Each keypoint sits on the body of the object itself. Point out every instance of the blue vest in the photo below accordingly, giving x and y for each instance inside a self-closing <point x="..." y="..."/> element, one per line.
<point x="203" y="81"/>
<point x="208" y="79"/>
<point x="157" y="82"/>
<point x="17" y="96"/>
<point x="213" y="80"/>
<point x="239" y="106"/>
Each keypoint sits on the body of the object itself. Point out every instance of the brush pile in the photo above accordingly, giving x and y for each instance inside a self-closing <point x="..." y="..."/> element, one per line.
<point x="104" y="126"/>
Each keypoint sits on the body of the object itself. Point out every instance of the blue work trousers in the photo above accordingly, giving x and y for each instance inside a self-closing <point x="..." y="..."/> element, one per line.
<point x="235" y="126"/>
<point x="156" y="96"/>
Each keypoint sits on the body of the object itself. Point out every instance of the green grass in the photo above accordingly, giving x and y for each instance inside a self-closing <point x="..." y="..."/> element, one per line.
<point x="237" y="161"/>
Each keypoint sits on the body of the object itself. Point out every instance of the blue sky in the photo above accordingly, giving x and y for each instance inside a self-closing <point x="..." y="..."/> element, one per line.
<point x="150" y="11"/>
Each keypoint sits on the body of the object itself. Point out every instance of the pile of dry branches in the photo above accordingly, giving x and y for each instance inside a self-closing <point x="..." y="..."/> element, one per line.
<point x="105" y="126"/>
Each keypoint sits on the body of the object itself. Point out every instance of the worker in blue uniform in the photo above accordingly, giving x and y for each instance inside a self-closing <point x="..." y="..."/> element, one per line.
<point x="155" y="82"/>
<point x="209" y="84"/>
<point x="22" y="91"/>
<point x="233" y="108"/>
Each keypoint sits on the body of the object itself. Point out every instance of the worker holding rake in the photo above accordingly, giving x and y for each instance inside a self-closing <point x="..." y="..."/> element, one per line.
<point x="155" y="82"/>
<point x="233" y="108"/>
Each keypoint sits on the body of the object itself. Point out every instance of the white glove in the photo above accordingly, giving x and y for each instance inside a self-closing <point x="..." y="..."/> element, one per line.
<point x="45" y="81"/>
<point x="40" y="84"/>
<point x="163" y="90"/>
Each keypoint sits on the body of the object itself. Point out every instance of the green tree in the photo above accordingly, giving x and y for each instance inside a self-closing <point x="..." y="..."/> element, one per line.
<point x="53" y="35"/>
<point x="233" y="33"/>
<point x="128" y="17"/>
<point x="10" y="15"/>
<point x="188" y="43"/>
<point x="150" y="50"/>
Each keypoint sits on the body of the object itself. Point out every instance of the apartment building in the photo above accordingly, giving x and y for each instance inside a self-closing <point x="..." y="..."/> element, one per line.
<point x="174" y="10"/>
# # # #
THE PROBLEM:
Could you render every row above as a Markdown table with the columns No and Line, where No is the row number and Line is the row's text, leaving out blank lines?

FULL ANSWER:
| No | Line |
|---|---|
| 1 | Each keypoint sits on the body of the object itself. Point out every instance of the blue vest in the photo below accordingly, giving x and y for each instance inside a self-closing <point x="..." y="..."/> element, one per line. |
| 2 | <point x="203" y="81"/> |
| 3 | <point x="208" y="79"/> |
| 4 | <point x="157" y="82"/> |
| 5 | <point x="17" y="96"/> |
| 6 | <point x="213" y="80"/> |
| 7 | <point x="239" y="106"/> |
| 8 | Each keypoint sits on the body of the object itself. Point out every instance of the brush pile in the photo above accordingly, giving x and y for each instance inside a self-closing <point x="..." y="..."/> element, one per line. |
| 9 | <point x="104" y="126"/> |
| 10 | Each keypoint sits on the body of the object itself. Point out every instance of the blue work trousers in the photo above accordingly, giving x and y for each instance inside a self-closing <point x="..." y="..."/> element, one per line. |
| 11 | <point x="235" y="126"/> |
| 12 | <point x="156" y="96"/> |
| 13 | Each keypoint sits on the body of the object itself. Point out every instance of the green grass in the photo above accordingly, giving x and y for each instance inside a self-closing <point x="..." y="..."/> element, one per line. |
| 14 | <point x="237" y="161"/> |
| 15 | Each keypoint sits on the body of the object itself. Point out every instance of the blue sky in the photo above accordingly, giving x and y for each instance inside a self-closing <point x="..." y="..."/> element, one per line. |
| 16 | <point x="150" y="11"/> |
| 17 | Each keypoint sits on the body of the object itself. Point out every instance of the pile of dry branches in the photo above accordingly, giving x and y for each instance inside a self-closing <point x="..." y="..."/> element, one per line. |
| 18 | <point x="105" y="126"/> |
| 19 | Each keypoint sits on the body of the object itself. Point out every instance of the worker in blue uniform in the photo above accordingly, giving x and y for each instance inside a self-closing <point x="..." y="..."/> element, one per line. |
| 20 | <point x="155" y="82"/> |
| 21 | <point x="209" y="84"/> |
| 22 | <point x="22" y="91"/> |
| 23 | <point x="233" y="108"/> |
| 24 | Each keypoint sits on the body of the object itself. Point out every instance of the worker holding rake in the photo above accordingly, giving x and y for each instance inside a self-closing <point x="..." y="..."/> element, one per line. |
| 25 | <point x="155" y="82"/> |
| 26 | <point x="233" y="108"/> |
| 27 | Each keypoint sits on the body of the object itself. Point out every instance of the white glove in the photo above accordingly, giving x and y for each instance inside a self-closing <point x="..." y="..."/> element, one per line. |
| 28 | <point x="45" y="81"/> |
| 29 | <point x="40" y="84"/> |
| 30 | <point x="163" y="90"/> |
| 31 | Each keypoint sits on the body of the object itself. Point out every instance of the green tree in the photo above accordingly, giving x and y for each instance inside a self-closing <point x="..." y="..."/> element, one per line. |
| 32 | <point x="53" y="35"/> |
| 33 | <point x="233" y="33"/> |
| 34 | <point x="128" y="17"/> |
| 35 | <point x="10" y="15"/> |
| 36 | <point x="188" y="43"/> |
| 37 | <point x="150" y="50"/> |
| 38 | Each keypoint sits on the body of the object itself. Point out every instance of the apartment building in the photo above accordingly, giving x and y for each instance inside a self-closing <point x="..." y="..."/> element, one per line. |
| 39 | <point x="174" y="10"/> |